THE PROBLEM: Transcribe word for word the lines spanning the line with "Please annotate the distant" through the end of the records.

DATA LISTING:
+++
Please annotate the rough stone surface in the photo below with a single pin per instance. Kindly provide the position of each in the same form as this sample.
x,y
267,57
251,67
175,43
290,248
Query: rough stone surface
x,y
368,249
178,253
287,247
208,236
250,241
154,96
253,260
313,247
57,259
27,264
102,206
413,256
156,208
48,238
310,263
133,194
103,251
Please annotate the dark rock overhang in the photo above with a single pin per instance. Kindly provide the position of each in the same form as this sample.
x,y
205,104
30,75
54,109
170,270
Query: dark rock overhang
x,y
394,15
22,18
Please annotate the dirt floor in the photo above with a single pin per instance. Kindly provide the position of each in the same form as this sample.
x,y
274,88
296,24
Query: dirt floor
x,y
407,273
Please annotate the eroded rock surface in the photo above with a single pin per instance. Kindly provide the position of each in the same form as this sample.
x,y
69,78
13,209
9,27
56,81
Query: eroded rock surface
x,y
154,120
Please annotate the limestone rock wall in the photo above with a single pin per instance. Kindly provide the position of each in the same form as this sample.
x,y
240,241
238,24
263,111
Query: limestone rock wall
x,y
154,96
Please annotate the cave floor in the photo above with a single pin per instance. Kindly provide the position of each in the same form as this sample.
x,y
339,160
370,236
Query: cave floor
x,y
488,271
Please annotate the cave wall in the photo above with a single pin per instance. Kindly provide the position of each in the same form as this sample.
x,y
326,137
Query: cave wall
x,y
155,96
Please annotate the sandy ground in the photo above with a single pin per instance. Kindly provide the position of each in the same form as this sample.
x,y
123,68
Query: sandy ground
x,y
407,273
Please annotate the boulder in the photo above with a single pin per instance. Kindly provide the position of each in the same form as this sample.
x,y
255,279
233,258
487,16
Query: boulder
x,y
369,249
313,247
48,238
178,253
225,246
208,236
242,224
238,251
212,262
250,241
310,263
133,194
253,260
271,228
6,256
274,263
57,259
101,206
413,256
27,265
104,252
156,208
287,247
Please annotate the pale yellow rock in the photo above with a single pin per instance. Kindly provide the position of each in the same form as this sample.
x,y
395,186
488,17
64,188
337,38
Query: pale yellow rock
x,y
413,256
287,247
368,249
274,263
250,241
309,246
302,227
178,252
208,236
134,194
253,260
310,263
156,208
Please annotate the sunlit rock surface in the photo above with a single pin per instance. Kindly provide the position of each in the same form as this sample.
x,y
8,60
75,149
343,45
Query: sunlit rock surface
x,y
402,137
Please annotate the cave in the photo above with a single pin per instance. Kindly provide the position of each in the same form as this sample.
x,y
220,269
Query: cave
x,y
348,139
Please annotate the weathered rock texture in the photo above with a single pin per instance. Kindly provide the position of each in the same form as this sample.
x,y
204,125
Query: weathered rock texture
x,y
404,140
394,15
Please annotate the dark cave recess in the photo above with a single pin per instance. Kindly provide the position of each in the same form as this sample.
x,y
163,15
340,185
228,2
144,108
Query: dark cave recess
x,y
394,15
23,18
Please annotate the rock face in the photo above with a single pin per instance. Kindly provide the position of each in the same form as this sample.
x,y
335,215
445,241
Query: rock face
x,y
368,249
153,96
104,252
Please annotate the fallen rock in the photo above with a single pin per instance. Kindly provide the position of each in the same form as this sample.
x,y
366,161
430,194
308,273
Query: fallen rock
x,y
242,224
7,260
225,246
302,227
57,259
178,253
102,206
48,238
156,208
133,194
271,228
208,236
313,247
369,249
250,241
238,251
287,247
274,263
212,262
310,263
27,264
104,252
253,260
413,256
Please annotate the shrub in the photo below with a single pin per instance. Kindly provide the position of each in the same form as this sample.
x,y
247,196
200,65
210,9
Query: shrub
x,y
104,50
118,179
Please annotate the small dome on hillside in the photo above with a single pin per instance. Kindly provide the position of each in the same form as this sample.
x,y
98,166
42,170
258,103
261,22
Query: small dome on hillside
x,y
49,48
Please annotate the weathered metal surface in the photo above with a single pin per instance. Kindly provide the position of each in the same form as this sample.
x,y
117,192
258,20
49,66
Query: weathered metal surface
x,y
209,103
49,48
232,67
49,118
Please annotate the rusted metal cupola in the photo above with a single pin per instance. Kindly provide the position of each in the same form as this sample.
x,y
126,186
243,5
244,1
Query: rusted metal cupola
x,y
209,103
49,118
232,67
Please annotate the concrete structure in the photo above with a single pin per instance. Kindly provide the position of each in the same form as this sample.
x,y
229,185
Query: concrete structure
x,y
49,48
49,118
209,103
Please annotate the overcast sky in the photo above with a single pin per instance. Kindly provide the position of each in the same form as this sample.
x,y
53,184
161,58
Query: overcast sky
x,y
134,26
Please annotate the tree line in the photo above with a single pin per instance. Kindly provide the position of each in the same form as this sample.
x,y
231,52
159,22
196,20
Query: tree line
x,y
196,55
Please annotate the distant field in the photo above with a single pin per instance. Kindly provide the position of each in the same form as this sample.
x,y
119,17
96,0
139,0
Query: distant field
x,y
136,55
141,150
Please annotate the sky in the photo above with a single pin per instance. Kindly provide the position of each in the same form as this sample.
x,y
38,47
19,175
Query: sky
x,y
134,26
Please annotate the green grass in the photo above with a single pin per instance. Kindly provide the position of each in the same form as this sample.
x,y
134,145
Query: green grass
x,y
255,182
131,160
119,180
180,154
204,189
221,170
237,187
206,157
+++
TASK OUTPUT:
Please annotate the distant field in the photo above with a single pin per instance. Kindly provide the position of each in the same form as this sample.
x,y
119,17
96,0
139,0
Query: distant field
x,y
136,55
141,150
Please annotate the sky in the photo above with a single pin per instance. Kindly provide the position of each in the same form as this sample.
x,y
38,47
19,175
Query: sky
x,y
134,26
Please annotate the green grass in the photo above with a single pin per instance. Kindly provide the position of each in the same form as this sample.
x,y
134,145
Query: green grass
x,y
255,182
131,160
119,180
180,154
204,189
221,170
237,187
206,157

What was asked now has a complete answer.